• 記述課題 A
以下に掲げるハリー・ポッター第29章の解説文から、「肖像画の奥のトンネルから現れたネビルは、衣服はボロボロで顔は傷だらけだった。」から「忍びの地図にはなかった道だ。」までの部分を、両端を含めて一字一句違えずに打ち直してください。

• 抽出テキスト

ハリー・ポッターと死の秘宝(第29章前半)

肖像画の奥のトンネルから現れたネビルは、衣服はボロボロで顔は傷だらけだった。
「君たちが来ることを信じてた!」とネビルは顔を輝かせて言った。そしてアバーフォースを見て「アブ、あと二人来るかもしれないよ」と言った。
「アブ」という略称で呼ぶところに、この何ヶ月かの間に築き上げたネビルとアバーフォースの信頼関係がわかる。二人というのは、ルーナとディーンのことだろう。夜鳴き呪文を避けて、ホッグズ・ヘッドの屋内に姿あらわしするという。

ネビルと三人はトンネルに入った。ランプが壁にかかっていて、道は平らで歩きやすい。忍びの地図にはなかった道だ。
ネビルによると、ハリーたちが知っていた外への抜け道はすべてふさがれたという。入り口には呪いがかけられ、出口には死喰い人とディメンターが待ち構えているという。この抜け道を全部見つけたのは誰だろう? 叫びの屋敷への抜け道は、スネイプもダンブルドアも知っている。では隻眼の魔女の像からハニー・デュークスへの抜け道は? こちらもダンブルドアはとっくに知っていてスネイプに教え、スネイプは自分で見つけたことにしてヴォルデモートに報告したのだろうか。

カロー兄妹は「闇の魔術に対する防衛術」「マグル学」をそれぞれ教えているという。アミカス・カローは罰則を受ける生徒を相手に磔の呪文を練習させている。アレクト・カローはマグルは低級な生き物だと教えている。

物体検出データ:
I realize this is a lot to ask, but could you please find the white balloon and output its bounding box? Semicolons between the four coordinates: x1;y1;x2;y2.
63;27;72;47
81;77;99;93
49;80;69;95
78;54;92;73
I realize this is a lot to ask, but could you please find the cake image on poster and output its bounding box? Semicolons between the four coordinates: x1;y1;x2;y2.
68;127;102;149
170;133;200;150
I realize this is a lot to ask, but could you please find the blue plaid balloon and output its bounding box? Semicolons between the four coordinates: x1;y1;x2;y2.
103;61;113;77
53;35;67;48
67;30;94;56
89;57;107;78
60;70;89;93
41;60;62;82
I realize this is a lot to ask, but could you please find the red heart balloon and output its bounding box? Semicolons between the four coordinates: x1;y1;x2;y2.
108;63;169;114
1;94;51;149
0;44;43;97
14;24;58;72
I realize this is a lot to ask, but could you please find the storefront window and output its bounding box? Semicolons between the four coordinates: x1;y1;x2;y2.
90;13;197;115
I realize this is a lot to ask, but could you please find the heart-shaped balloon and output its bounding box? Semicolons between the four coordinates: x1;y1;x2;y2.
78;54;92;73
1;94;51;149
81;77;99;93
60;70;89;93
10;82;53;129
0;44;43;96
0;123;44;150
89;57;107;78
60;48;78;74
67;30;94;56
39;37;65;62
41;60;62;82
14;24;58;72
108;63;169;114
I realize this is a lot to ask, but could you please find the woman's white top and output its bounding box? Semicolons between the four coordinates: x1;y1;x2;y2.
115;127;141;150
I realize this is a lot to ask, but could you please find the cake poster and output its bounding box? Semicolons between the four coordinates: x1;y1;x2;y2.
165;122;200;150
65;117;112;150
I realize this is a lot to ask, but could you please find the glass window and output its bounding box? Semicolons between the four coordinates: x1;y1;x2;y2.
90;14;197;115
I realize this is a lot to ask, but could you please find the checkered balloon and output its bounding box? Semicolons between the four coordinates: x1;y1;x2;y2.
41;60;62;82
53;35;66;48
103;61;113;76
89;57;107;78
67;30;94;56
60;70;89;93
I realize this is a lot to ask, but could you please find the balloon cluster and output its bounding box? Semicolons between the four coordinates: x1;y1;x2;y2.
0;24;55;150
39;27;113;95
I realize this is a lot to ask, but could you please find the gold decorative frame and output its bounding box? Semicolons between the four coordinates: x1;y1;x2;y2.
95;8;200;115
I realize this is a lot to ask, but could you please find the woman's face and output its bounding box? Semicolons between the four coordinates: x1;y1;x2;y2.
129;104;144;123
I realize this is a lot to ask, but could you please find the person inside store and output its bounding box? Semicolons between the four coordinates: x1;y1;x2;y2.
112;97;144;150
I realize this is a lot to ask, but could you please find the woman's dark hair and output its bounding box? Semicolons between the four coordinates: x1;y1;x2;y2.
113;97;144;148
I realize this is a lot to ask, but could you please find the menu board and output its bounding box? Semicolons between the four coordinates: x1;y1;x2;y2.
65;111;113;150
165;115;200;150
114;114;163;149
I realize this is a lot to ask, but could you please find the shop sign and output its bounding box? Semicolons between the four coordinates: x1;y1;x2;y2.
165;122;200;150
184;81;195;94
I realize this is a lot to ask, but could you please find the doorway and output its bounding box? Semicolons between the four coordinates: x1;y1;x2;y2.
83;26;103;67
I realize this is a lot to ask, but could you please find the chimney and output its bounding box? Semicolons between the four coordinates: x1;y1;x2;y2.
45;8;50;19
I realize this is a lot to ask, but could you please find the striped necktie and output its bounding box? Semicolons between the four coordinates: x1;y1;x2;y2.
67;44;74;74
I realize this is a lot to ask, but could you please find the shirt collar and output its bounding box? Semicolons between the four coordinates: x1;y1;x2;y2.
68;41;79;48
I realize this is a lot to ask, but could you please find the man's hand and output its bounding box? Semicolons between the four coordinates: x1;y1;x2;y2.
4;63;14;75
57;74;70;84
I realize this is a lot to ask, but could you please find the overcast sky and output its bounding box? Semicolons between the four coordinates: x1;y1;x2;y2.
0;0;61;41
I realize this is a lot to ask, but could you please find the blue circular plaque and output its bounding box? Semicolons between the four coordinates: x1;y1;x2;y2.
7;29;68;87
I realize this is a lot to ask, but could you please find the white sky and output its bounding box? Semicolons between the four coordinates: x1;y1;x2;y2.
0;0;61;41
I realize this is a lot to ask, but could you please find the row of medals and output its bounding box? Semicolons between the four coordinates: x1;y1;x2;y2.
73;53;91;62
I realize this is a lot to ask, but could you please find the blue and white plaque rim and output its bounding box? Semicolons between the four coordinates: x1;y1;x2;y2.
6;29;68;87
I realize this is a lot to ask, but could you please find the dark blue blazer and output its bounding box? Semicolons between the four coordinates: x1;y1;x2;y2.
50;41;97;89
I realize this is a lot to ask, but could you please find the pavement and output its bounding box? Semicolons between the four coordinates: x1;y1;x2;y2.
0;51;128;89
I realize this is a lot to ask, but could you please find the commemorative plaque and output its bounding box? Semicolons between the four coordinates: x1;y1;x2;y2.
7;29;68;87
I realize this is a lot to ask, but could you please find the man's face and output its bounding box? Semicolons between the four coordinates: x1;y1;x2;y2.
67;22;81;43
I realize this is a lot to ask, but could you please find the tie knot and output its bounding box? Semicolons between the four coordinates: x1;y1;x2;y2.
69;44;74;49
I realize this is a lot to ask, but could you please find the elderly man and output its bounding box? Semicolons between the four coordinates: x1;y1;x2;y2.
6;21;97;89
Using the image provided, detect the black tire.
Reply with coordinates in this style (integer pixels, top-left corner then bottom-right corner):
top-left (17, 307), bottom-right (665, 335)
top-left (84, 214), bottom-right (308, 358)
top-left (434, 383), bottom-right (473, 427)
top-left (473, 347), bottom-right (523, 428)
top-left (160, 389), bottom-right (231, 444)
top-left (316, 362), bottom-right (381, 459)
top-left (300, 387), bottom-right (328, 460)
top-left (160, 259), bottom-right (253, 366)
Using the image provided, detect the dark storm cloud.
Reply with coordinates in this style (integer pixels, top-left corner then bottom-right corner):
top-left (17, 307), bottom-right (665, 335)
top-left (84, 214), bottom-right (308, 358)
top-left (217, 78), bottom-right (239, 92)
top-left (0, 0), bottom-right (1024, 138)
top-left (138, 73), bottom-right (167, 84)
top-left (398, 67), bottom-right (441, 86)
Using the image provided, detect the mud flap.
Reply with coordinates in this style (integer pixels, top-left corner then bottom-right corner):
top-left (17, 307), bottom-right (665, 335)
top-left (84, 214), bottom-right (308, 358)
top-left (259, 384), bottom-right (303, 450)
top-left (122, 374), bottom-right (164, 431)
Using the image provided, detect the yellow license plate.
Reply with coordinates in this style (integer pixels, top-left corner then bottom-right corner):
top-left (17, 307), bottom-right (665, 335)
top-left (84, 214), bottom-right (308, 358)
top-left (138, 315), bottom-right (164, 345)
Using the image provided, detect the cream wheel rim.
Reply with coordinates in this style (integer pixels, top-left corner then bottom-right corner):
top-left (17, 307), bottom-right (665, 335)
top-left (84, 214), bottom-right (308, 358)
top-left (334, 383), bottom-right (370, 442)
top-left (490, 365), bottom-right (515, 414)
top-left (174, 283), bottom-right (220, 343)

• 記述課題 B
上の物体検出データの行のうち、「find the elderly」を含む行から「top-left (160, 259), bottom-right (253, 366)」を含む行までを、両端の行も含めてそのまま繰り返してください。

• 解答例 A
肖像画の奥のトンネルから現れたネビルは、衣服はボロボロで顔は傷だらけだった。
「君たちが来ることを信じてた!」とネビルは顔を輝かせて言った。そしてアバーフォースを見て「アブ、あと二人来るかもしれないよ」と言った。
「アブ」という略称で呼ぶところに、この何ヶ月かの間に築き上げたネビルとアバーフォースの信頼関係がわかる。二人というのは、ルーナとディーンのことだろう。夜鳴き呪文を避けて、ホッグズ・ヘッドの屋内に姿あらわしするという。

ネビルと三人はトンネルに入った。ランプが壁にかかっていて、道は平らで歩きやすい。忍びの地図にはなかった道だ。

• 解答例 B
I realize this is a lot to ask, but could you please find the elderly man and output its bounding box? Semicolons between the four coordinates: x1;y1;x2;y2.
6;21;97;89
Using the image provided, detect the black tire.
Reply with coordinates in this style (integer pixels, top-left corner then bottom-right corner):
top-left (17, 307), bottom-right (665, 335)
top-left (84, 214), bottom-right (308, 358)
top-left (434, 383), bottom-right (473, 427)
top-left (473, 347), bottom-right (523, 428)
top-left (160, 389), bottom-right (231, 444)
top-left (316, 362), bottom-right (381, 459)
top-left (300, 387), bottom-right (328, 460)
top-left (160, 259), bottom-right (253, 366)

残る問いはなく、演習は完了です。